§ Prompt: Pick up the press release on the $44 million telemedicine Medicare fraud charges and continue it from its final sentence.

§ Document segment:

----------

Reading Owner of Telemedicine Companies Charged with $44 Million Medicare Fraud Scheme

For Immediate Release
U.S. Attorney's Office, District of Massachusetts

BOSTON – The owner of Conclave Media (Conclave) and Nationwide Health Advocates (Nationwide) has been charged and has agreed to plead guilty in connection with a $44 million telemedicine fraud scheme involving medically unnecessary durable medical equipment (DME), including orthotics such as back and knee braces, and genetic tests. 

David Santana, 38, has agreed to plead guilty to one count of conspiracy to commit health care fraud. A plea hearing has not yet been scheduled by the Court. 

According to the charging documents, between January 2018 and August 2021, Santana, through his companies Conclave and Nationwide, entered into business relationships with telemarketing companies that generated leads by targeting Medicare beneficiaries. The telemarketers then allegedly paid Conclave and Nationwide on a per-order basis to generate orders for DME and genetic testing for these beneficiaries. To arrange for these orders to be signed, Santana allegedly worked with medical staffing companies to find doctors and nurses who were willing to review and sign prepopulated orders, typically without any contact with the beneficiaries. It is alleged that the records falsely portrayed the medical providers as having performed a legitimate examination of the beneficiary. Santana then allegedly provided the signed orders to the telemarketing companies which sold the orders to DME suppliers and laboratories. It is alleged that Santana knew these DME suppliers and laboratories would use the signed orders to submit claims to Medicare for DME and genetic testing that were medically unnecessary, based on false documentation and tainted by kickbacks.

----------

§ Material shown:
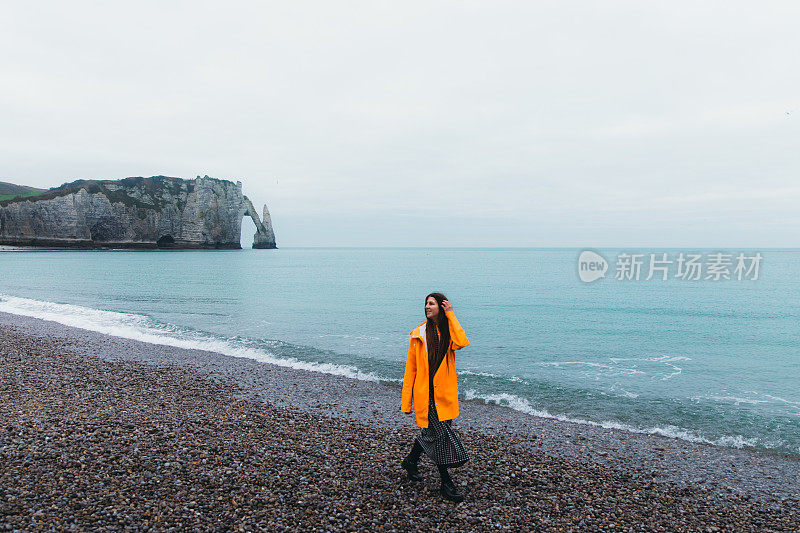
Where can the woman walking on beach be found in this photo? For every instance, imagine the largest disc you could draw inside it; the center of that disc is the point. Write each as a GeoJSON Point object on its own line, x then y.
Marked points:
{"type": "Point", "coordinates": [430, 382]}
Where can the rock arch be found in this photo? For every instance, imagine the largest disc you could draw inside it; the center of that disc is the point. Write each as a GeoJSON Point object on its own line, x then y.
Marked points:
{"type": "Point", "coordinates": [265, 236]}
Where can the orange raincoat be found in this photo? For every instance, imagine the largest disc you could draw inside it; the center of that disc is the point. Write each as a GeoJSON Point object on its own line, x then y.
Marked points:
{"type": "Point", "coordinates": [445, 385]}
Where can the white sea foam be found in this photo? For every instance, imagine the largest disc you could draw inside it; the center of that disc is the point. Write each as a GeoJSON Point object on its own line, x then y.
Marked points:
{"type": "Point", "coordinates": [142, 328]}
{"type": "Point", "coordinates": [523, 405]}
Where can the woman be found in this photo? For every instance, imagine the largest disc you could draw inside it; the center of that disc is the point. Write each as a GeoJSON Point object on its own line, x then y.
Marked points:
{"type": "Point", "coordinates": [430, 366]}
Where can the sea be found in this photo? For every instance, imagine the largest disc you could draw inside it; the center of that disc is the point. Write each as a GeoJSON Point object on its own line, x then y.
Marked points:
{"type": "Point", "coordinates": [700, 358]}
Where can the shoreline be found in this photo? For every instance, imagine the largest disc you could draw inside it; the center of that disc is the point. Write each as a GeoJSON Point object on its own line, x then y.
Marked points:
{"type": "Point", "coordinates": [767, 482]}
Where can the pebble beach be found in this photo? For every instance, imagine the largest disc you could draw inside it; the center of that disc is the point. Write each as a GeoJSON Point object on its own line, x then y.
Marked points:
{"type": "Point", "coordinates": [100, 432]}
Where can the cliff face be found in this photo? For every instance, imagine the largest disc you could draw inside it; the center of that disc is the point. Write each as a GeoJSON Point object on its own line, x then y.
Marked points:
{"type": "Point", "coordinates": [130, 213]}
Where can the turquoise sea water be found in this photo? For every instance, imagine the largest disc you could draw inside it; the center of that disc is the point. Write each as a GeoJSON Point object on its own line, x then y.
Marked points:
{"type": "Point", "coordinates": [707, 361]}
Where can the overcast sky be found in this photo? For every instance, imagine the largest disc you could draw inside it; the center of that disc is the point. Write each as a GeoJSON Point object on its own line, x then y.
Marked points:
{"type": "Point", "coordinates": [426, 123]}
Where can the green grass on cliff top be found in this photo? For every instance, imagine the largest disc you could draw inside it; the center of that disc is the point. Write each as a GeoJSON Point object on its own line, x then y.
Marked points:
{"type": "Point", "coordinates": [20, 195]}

----------

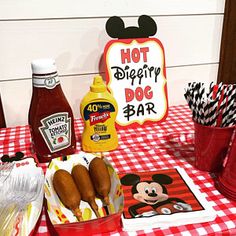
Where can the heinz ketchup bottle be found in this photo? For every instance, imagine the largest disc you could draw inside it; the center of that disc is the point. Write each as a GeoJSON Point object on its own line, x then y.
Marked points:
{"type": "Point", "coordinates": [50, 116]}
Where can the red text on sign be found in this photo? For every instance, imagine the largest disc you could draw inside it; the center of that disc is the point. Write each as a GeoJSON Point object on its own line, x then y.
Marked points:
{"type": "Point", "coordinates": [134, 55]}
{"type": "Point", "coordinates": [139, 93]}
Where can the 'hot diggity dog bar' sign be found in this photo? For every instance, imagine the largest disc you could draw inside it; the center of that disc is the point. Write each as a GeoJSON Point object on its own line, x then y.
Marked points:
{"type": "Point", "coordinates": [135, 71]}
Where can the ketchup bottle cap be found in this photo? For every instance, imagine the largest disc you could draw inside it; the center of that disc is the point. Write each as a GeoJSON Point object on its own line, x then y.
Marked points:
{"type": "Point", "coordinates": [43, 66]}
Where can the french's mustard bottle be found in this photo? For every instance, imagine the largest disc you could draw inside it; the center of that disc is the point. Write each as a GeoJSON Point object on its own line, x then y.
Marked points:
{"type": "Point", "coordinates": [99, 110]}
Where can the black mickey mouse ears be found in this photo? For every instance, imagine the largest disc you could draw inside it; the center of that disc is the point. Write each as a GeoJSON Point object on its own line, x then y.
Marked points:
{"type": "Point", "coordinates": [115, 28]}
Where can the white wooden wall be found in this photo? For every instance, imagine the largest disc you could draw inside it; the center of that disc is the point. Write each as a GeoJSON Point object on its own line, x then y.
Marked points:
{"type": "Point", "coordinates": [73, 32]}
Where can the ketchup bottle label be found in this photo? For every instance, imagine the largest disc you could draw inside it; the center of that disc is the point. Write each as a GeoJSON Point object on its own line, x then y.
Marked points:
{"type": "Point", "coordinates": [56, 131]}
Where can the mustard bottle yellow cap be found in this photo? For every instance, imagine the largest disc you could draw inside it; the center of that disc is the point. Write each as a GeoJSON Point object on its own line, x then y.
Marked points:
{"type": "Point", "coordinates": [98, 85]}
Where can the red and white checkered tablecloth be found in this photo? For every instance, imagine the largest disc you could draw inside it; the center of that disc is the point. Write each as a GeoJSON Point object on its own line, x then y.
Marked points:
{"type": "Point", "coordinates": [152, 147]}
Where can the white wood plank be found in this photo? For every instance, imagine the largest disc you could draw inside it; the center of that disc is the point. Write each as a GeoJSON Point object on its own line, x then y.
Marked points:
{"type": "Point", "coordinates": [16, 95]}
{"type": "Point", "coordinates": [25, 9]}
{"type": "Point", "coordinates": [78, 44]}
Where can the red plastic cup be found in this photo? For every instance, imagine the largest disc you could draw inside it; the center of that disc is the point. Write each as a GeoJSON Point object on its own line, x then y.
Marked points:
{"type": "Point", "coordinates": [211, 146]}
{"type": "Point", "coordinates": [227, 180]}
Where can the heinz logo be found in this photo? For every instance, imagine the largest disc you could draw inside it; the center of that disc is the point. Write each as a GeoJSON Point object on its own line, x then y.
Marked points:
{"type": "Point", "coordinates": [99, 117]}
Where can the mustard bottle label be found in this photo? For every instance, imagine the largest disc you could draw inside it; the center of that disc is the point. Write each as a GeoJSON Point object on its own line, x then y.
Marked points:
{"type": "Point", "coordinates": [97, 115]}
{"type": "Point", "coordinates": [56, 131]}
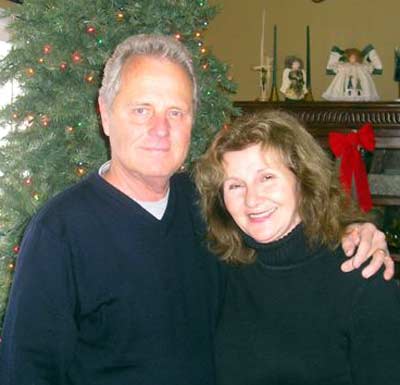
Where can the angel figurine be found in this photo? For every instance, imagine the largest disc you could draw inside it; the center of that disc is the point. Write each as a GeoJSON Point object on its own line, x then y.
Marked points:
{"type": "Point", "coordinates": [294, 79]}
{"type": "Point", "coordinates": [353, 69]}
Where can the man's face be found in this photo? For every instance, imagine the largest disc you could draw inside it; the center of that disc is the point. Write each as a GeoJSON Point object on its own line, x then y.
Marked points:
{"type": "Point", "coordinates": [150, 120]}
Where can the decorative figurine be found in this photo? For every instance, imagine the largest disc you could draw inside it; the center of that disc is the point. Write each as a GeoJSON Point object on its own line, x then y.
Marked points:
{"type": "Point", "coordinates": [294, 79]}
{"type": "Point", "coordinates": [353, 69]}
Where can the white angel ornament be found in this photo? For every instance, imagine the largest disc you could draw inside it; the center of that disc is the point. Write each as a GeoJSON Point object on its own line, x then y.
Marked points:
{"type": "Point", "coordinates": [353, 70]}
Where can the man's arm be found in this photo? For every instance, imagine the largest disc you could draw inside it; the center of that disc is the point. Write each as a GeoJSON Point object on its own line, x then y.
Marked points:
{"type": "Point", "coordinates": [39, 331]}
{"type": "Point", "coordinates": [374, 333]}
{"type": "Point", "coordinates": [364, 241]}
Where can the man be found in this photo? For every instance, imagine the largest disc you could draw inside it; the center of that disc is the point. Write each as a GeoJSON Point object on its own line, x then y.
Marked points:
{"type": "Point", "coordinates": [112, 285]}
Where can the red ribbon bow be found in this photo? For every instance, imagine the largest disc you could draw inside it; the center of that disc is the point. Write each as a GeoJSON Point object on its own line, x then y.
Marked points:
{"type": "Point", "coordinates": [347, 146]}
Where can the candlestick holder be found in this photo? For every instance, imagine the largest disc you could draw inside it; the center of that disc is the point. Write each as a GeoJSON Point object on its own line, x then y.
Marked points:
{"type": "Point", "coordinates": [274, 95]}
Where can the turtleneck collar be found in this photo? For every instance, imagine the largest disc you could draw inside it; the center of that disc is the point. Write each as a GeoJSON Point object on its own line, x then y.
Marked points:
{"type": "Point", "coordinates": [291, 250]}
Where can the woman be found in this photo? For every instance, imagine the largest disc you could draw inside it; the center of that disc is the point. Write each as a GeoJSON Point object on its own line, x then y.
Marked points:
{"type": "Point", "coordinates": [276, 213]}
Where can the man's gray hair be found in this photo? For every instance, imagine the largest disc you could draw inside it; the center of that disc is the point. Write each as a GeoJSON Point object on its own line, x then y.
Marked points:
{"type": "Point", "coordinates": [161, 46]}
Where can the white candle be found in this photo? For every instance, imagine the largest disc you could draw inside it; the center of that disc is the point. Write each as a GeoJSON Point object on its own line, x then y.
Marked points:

----------

§ Reply to the exercise:
The charge of conspiracy to commit health care fraud provides for a sentence of up to 10 years in prison, supervised release for up to three years, and a fine of up to $250,000 or twice the gross pecuniary gain or loss, whichever is greater. Sentences are imposed by a federal district court judge based upon the U.S. Sentencing Guidelines and statutes which govern the determination of a sentence in a criminal case.

Acting United States Attorney Joshua S. Levy; Robert Coviello, Special Agent in Charge, Health and Human Services-Office of Inspector General; Christopher DiMenna, Acting Special Agent in Charge, Federal Bureau of Investigations, Boston Division; Ketty Larco-Ward, Inspector in Charge, United States Postal Inspection Service, Boston Division; Carol S. Hamilton, Regional Director, Employee Benefits Security Administration, U.S. Department of Labor; and Patrick Hegarty, Special Agent in Charge, Defense Criminal Investigation Service, North East Field Office made the announcement today. Assistant U.S. Attorneys Howard Locker and Lauren Graber of the Health Care Fraud Unit and Alexandra Brazier and Lindsey Ross of the Affirmative Civil Enforcement Unit are prosecuting the case.

The details contained in the charging documents are allegations. The defendant is presumed innocent unless and until proven guilty beyond a reasonable doubt in a court of law.